Stored data entries
++++++

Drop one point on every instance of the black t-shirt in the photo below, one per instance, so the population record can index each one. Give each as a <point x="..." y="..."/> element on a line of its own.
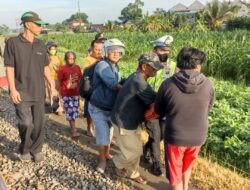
<point x="132" y="101"/>
<point x="29" y="60"/>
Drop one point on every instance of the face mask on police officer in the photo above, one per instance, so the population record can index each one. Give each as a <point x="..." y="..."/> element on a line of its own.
<point x="163" y="57"/>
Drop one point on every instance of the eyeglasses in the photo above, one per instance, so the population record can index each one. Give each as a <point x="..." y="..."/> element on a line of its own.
<point x="116" y="52"/>
<point x="39" y="25"/>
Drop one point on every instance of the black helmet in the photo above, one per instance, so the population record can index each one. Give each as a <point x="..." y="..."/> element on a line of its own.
<point x="50" y="43"/>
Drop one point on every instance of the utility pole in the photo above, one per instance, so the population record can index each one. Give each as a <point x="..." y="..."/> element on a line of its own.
<point x="79" y="17"/>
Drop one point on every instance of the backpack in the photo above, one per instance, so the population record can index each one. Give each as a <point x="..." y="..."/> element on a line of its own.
<point x="86" y="82"/>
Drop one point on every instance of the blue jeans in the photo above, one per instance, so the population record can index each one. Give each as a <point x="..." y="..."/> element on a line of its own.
<point x="104" y="131"/>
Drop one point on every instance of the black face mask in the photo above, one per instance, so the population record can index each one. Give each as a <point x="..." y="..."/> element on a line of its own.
<point x="163" y="57"/>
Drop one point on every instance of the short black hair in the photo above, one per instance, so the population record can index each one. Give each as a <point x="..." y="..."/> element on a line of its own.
<point x="189" y="57"/>
<point x="66" y="55"/>
<point x="96" y="41"/>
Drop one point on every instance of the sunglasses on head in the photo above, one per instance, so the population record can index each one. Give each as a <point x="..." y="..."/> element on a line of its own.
<point x="37" y="24"/>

++++++

*WHAT TO WORK ON*. Write out, word for word, the lines from the one containing "Drop one point on every instance of the short" through the end of the records, with no other lines.

*SOLUTION BELOW*.
Drop one point on every instance of the short black hair in the photo above, one per instance, so the population record can index each one. Give each as a <point x="..." y="..."/> element on a line of its own.
<point x="189" y="57"/>
<point x="66" y="55"/>
<point x="96" y="41"/>
Drop one point on every instance of the sunglasses on head in the photo above, one per instance, so the population record can index each one. Give each as a <point x="..." y="..."/> element on a line of its own.
<point x="37" y="24"/>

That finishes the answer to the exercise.